**Instruction A**
Reproduce the whole post about Dorothy Bowers and her last book below, word for word.

**Quoted text**
——————
The Bells at Old Bailey by Dorothy Bowers

published 1947




This was the last of Dorothy Bowers’ books, published the year before she died of TB in 1948. Over the last few months I have been looking at her books and her life, and although this is probably the last post from me, I still think there might be more to be learned or to be said about her. The sadness of her early death (at 46), the strong presumption that she would have written many more great books if she had survived, the lack of photos of her, and  the thought that somewhere there must be more papers belonging to her – these perceptions strike anyone who starts looking at her life and output.

I have been talking to several other people who have taken an interest: Curtis Evans, doyen of the vintage mystery, Martin Edwards who knows about every crime writer and has some signed copies of her books, the Random Genealogist, Matt Hall, who did huge amounts of biographical research and put it online, and Tom Schantz of the revered Rue Morgue Press who wrote a valuable introduction to her works when he reprinted her books. All have been most generous in sharing their knowledge.

I contacted her former Oxford College and found a little more information, and found a poem she wrote that appeared in the Observer newspaper in1935.
——————
**Supplied material**
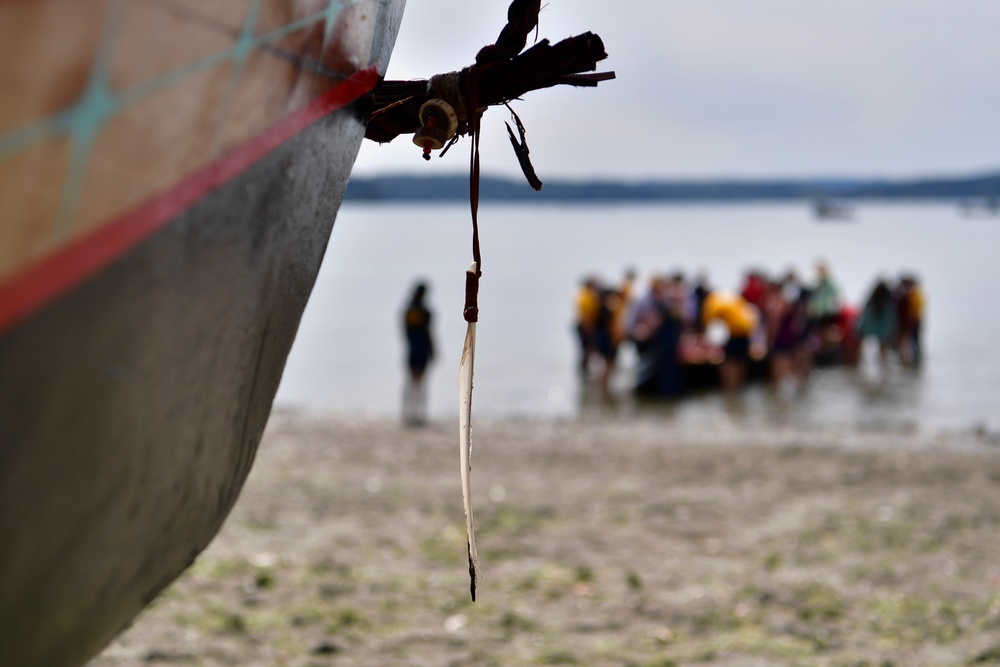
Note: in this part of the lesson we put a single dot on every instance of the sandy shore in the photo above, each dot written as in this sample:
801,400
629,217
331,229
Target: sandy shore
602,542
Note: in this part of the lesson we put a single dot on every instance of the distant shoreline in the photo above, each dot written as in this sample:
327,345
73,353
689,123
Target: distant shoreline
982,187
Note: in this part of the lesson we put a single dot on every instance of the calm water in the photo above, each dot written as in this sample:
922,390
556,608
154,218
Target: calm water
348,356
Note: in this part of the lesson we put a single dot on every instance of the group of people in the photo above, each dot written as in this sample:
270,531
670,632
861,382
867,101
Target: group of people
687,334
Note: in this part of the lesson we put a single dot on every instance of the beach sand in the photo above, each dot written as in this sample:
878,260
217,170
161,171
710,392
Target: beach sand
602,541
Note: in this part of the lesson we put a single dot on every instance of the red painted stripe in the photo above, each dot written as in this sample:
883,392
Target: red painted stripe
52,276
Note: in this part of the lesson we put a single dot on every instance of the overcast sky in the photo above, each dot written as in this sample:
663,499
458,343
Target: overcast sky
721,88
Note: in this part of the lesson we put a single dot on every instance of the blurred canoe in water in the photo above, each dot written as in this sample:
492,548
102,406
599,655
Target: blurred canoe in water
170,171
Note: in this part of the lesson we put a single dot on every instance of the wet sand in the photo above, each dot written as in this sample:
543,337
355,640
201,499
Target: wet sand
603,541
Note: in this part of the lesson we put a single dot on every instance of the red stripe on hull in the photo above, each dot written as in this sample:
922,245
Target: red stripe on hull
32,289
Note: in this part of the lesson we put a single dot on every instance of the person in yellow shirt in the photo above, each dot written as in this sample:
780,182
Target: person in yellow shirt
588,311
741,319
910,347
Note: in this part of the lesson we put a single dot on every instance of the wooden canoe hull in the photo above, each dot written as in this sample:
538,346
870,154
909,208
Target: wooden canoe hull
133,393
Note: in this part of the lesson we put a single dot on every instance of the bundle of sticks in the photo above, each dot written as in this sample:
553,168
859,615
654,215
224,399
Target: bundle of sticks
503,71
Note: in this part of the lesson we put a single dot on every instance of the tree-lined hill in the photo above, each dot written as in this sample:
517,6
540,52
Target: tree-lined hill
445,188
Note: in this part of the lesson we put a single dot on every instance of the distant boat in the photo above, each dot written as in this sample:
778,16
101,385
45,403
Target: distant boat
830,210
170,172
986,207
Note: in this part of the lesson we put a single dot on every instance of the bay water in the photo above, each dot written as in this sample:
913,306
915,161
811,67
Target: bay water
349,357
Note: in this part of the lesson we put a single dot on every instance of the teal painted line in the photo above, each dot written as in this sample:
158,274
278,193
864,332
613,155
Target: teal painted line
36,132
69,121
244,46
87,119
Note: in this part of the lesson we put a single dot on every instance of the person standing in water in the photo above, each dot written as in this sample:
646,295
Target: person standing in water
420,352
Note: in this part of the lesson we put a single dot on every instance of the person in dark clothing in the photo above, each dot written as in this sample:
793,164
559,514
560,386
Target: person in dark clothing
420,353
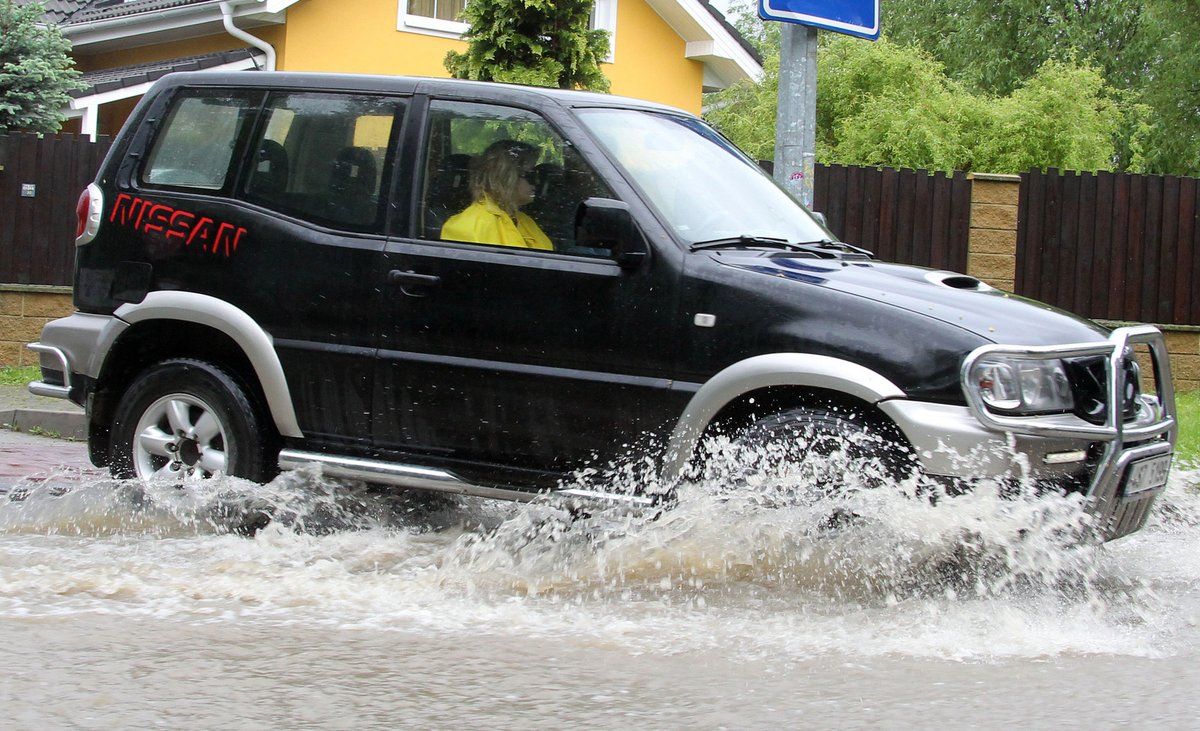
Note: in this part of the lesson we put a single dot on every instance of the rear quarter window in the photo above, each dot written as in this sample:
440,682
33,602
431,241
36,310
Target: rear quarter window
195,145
——————
**Instruction B**
From the rows above, pick out every line that contains the string "hull".

**Final result A**
The Bells at Old Bailey by Dorothy Bowers

published 1947




This was the last of Dorothy Bowers’ books, published the year before she died of TB in 1948. Over the last few months I have been looking at her books and her life, and although this is probably the last post from me, I still think there might be more to be learned or to be said about her. The sadness of her early death (at 46), the strong presumption that she would have written many more great books if she had survived, the lack of photos of her, and  the thought that somewhere there must be more papers belonging to her – these perceptions strike anyone who starts looking at her life and output.

I have been talking to several other people who have taken an interest: Curtis Evans, doyen of the vintage mystery, Martin Edwards who knows about every crime writer and has some signed copies of her books, the Random Genealogist, Matt Hall, who did huge amounts of biographical research and put it online, and Tom Schantz of the revered Rue Morgue Press who wrote a valuable introduction to her works when he reprinted her books. All have been most generous in sharing their knowledge.

I contacted her former Oxford College and found a little more information, and found a poem she wrote that appeared in the Observer newspaper in1935.

**Final result B**
Note: in this part of the lesson we put a single dot on every instance of the red stripe on hull in the photo above, each dot written as in this sample:
Target: red stripe on hull
Note: in this part of the lesson we put a single dot on every instance of the wooden canoe hull in the photo above, each dot written as in this sample:
Target: wooden canoe hull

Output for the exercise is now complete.